▸ Your goal:
All entries are to be given again verbatim.

▸ Record extracts:
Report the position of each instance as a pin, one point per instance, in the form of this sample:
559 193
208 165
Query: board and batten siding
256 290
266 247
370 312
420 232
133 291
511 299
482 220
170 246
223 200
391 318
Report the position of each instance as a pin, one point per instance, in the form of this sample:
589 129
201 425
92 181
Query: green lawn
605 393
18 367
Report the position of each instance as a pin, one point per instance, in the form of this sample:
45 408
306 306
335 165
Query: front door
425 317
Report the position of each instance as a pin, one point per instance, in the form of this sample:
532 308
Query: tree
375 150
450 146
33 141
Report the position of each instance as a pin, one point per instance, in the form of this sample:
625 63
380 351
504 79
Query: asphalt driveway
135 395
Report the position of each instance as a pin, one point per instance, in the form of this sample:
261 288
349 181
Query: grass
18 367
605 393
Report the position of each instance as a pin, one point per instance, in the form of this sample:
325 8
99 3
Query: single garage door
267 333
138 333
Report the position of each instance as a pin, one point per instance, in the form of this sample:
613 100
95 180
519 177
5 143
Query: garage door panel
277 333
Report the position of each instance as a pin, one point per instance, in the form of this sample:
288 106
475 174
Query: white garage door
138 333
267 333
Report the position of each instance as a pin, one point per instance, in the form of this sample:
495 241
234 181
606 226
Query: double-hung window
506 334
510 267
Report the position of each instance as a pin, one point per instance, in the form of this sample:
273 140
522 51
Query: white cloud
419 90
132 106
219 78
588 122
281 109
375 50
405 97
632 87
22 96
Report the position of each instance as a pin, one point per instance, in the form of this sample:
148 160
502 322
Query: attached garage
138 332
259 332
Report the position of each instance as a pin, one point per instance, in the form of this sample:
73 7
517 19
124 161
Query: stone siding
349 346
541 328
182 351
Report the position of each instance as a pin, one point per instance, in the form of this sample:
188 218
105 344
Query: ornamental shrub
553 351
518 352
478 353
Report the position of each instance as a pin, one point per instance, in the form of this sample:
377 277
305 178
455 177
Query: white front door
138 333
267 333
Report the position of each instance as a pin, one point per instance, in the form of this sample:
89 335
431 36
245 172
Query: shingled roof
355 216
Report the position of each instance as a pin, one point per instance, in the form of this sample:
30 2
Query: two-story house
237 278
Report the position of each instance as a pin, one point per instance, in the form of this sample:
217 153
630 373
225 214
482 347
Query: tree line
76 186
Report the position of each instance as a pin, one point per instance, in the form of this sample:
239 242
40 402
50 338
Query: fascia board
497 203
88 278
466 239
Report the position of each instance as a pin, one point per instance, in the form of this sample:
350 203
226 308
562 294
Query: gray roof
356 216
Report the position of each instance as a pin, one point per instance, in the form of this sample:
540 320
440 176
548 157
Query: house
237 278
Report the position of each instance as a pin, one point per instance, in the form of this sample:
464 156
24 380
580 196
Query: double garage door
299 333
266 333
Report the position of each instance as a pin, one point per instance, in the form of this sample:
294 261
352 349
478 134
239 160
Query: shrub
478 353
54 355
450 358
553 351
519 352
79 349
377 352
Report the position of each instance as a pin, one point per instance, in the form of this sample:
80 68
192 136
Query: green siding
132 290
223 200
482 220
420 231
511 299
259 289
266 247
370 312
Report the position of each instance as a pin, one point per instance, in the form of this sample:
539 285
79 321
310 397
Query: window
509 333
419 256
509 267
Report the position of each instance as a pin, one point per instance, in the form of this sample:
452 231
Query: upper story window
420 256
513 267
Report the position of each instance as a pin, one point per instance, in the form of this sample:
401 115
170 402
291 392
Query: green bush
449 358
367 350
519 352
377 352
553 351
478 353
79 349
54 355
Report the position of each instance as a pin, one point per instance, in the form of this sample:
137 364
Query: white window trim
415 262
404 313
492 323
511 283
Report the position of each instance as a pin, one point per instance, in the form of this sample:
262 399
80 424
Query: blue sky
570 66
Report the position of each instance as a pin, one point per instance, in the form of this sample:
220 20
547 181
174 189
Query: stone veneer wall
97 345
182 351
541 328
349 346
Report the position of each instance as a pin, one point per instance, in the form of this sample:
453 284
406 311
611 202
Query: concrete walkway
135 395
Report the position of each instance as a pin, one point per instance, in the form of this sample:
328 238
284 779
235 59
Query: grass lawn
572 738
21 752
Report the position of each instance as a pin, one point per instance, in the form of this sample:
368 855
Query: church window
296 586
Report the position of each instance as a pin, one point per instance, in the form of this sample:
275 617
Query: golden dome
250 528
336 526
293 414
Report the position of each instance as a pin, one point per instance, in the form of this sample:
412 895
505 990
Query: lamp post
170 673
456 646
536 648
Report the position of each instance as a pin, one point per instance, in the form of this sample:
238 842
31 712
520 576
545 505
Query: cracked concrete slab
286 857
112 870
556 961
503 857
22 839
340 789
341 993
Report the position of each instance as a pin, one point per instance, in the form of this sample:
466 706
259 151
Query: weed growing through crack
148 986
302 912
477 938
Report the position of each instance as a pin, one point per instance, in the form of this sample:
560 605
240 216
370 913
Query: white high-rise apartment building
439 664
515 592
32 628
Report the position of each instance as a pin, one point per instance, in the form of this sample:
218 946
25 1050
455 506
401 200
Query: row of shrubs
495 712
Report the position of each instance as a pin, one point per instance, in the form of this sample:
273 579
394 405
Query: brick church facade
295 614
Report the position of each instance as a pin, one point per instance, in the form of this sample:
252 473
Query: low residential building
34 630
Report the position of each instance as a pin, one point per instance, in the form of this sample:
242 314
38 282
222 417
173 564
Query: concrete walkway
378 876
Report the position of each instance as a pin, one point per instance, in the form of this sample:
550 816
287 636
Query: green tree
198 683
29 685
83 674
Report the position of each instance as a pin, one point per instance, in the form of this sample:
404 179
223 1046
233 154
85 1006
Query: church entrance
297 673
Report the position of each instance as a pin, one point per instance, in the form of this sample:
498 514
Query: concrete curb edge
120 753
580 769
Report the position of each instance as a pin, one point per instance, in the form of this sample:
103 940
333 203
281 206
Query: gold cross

▸ Response area:
Report the position of each instance as a pin, one point per instance, in the form of this sample:
559 193
208 165
Query: board and batten siding
256 290
266 247
370 312
420 232
133 291
511 299
482 220
170 246
223 200
391 318
Report the position of each instance as a pin, one point per instance, in the form of this sample:
589 129
201 425
92 181
Query: green lawn
605 393
18 367
Report the position of each instance as a pin, one point per instance, in the form of this sample:
45 408
306 306
335 165
Query: front door
425 317
Report the position of each instance as a pin, one point per instance, in the form of this sample:
532 308
Query: tree
375 150
450 146
33 141
Report the position of each instance as a pin, one point per instance, in the form of this sample:
625 63
380 351
504 79
Query: asphalt driveway
135 395
Report the position of each instance as a pin, one point per instance, in the form of this sample:
261 288
349 181
Query: grass
18 367
605 393
Report the position of each instance as a pin, one point per instance, in the form of this sample:
325 8
99 3
Query: single garage door
267 333
138 333
Report the position of each instance as a pin, one point per instance, in the form of this sample:
613 100
95 180
519 177
5 143
Query: garage door panel
277 333
Report the position of each instance as a pin, one point per instance, in the form of this sample:
288 106
475 174
Query: white garage door
138 333
267 333
Report the position of each instance as a pin, one point per instance, in the form of this sample:
495 241
234 181
606 226
Query: double-hung window
506 334
510 267
Report the position of each instance as a pin, one point per instance, in the form of this sample:
273 140
522 51
Query: white cloud
419 90
132 106
219 78
588 122
281 109
375 50
405 97
632 87
22 96
Report the position of each instance as a pin, one point per instance, in the form of this sample:
148 160
502 322
Query: attached garage
138 332
259 332
Report the position of each instance as a pin, one point per instance, in the form of this sample:
73 7
517 19
124 161
Query: stone siding
349 346
541 328
182 351
Report the position of each instance as a pin, one point per instance, in the form of this sample:
188 218
105 344
Query: ornamental shrub
553 351
518 352
478 353
Report the position of each instance as a pin, one point per instance, in the form of this sample:
377 277
305 178
455 177
Query: white front door
138 333
267 333
Report the position of each instance as a pin, one point per instance, in the form of this sample:
89 335
431 36
245 172
Query: shingled roof
355 216
Report the position of each instance as a pin, one point per instance, in the form of this sample:
30 2
Query: two-story house
237 278
Report the position of each instance as a pin, one point per instance, in the form of this sample:
217 153
630 373
225 214
482 347
Query: tree line
76 186
Report the position of each instance as a pin, one point per instance, in the form of this sample:
239 242
40 402
50 338
Query: fascia board
497 203
88 278
466 239
Report the position of each instance as a pin, one point per instance, in the form of this sample:
350 203
226 308
562 294
Query: gray roof
356 216
Report the position of each instance as a pin, one point per instance, in the form of this sample:
540 320
440 176
548 157
Query: house
237 278
Report the position of each instance as a pin, one point per instance, in the form of this sample:
464 156
24 380
580 196
Query: double garage door
299 333
266 333
Report the position of each instance as a pin, one point per instance, in the form of this sample:
294 261
352 349
478 134
239 160
Query: shrub
478 353
54 355
450 358
553 351
519 352
79 349
377 352
Report the position of each instance as a pin, one point per instance, in the form of this sample:
80 68
192 136
Query: green siding
132 290
223 200
482 220
420 231
511 299
259 289
266 247
370 312
Report the position of each instance as a pin, one point per instance, in the form of this sample:
539 285
79 321
310 397
Query: window
509 333
419 256
509 267
Report the position of each instance as a pin, one point per instance, in the form of this sample:
452 231
Query: upper story window
420 256
513 267
Report the position of each instance as a pin, one point per instance, in the form of this sample:
401 115
170 402
291 392
Query: green bush
449 358
367 350
519 352
377 352
553 351
478 353
79 349
54 355
Report the position of each instance as a pin, one point per instance, in the form of this sample:
137 364
Query: white window trim
415 262
404 313
492 323
511 283
Report the position of each instance as a pin, one point per instance, in the form of this sample:
262 399
80 424
Query: blue sky
570 66
Report the position of each instance as a pin, one point per instance, in the form of this sample:
220 20
547 181
174 189
Query: stone veneer wall
97 345
182 351
541 328
349 346
Report the position of each instance as a pin, one point per instance, in the form of this sample:
453 284
406 311
611 202
Query: concrete walkway
135 395
Report the position of each instance as a pin, one point per instance, in the form of this sample:
328 238
284 779
235 59
Query: grass lawn
572 738
21 752
Report the position of each instance as a pin, one point per instance, in the form of this sample:
368 855
Query: church window
296 586
Report the position of each instance as a pin, one point per instance, in the form of this sample:
275 617
Query: golden dome
250 528
336 526
293 414
Report the position of each instance as a pin, one point per instance, in the form of this sample:
412 895
505 990
Query: lamp post
170 673
456 646
536 648
Report the position of each instance as a pin, one point per instance, in the form of this sample:
238 842
31 712
520 576
545 505
Query: cracked concrete slab
286 857
112 870
556 961
503 857
22 839
340 789
341 993
Report the position of each instance as a pin, one point per instance, in the form of this sample:
466 706
259 151
Query: weed growing through crack
148 986
302 912
477 938
Report the position of each instance as a pin, one point per instance, in the form of this sample:
560 605
240 216
370 913
Query: white high-rise apartment building
439 664
515 592
32 628
Report the position of each instance as a pin, one point per instance, in the form of this sample:
218 946
25 1050
455 506
401 200
Query: row of shrubs
495 712
Report the position of each instance as a pin, one point per instance, in the form of this sample:
273 579
394 405
Query: brick church facade
295 614
Report the position of each instance as a pin, one point per instance, in the form of this sample:
252 473
Query: low residential building
34 630
Report the position of each instance as a pin, one point per instance, in the form of this sample:
242 314
38 282
222 417
173 564
Query: concrete walkway
378 876
Report the position of each instance as a pin, one point per instance, in the form of this sample:
550 816
287 636
Query: green tree
198 683
29 685
83 674
Report the position of each instance as a pin, one point per instance, in the form of this sample:
404 179
223 1046
233 154
85 1006
Query: church entrance
297 673
Report the position of each instance as a pin, one point per instance, in the form of this sample:
498 514
Query: concrete curb edge
120 753
580 769
Report the position of each instance as a pin, one point per instance, in the form of this sample:
103 940
333 203
281 206
Query: gold cross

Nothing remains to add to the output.